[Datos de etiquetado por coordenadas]

►

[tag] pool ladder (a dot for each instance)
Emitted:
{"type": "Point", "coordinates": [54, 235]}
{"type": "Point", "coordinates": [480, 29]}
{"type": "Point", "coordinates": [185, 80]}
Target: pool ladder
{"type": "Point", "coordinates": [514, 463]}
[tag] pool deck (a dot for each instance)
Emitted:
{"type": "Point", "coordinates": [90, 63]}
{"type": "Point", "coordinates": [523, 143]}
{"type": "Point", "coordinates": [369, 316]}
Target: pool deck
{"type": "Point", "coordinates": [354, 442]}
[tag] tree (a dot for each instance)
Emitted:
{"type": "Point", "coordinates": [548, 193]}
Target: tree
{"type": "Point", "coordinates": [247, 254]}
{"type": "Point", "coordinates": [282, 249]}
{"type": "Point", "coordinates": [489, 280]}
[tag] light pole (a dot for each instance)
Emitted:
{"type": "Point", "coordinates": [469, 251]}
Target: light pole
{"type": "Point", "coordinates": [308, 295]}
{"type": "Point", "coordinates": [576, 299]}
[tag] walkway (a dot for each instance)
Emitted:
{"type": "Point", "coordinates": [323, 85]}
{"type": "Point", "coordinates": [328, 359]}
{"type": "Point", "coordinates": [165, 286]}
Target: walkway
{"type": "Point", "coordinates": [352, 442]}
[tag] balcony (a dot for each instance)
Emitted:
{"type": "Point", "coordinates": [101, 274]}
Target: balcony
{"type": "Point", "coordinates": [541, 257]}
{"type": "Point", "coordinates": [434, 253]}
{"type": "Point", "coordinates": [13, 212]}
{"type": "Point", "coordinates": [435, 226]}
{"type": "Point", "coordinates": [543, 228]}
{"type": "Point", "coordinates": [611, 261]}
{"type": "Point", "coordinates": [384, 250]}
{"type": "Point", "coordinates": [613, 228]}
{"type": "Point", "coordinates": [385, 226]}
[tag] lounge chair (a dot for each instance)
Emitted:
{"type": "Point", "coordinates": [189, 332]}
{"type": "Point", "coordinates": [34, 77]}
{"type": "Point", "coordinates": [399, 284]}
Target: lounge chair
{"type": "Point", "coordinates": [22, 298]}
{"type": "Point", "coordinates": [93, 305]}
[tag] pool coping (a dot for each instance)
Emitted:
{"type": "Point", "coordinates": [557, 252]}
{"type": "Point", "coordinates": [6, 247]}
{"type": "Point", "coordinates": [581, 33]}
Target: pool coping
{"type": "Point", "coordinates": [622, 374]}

◄

## EJERCICIO
¿Cómo quedan las líneas desde la que contiene "[tag] lounge chair (a dot for each instance)" hasta el final del material si se reemplaza "Target" por "Goal" y todo lo demás sigue igual?

## RESPUESTA
[tag] lounge chair (a dot for each instance)
Emitted:
{"type": "Point", "coordinates": [189, 332]}
{"type": "Point", "coordinates": [34, 77]}
{"type": "Point", "coordinates": [399, 284]}
Goal: lounge chair
{"type": "Point", "coordinates": [22, 298]}
{"type": "Point", "coordinates": [93, 305]}
[tag] pool coping (a dot for each instance)
Emitted:
{"type": "Point", "coordinates": [557, 252]}
{"type": "Point", "coordinates": [6, 247]}
{"type": "Point", "coordinates": [581, 33]}
Goal: pool coping
{"type": "Point", "coordinates": [622, 374]}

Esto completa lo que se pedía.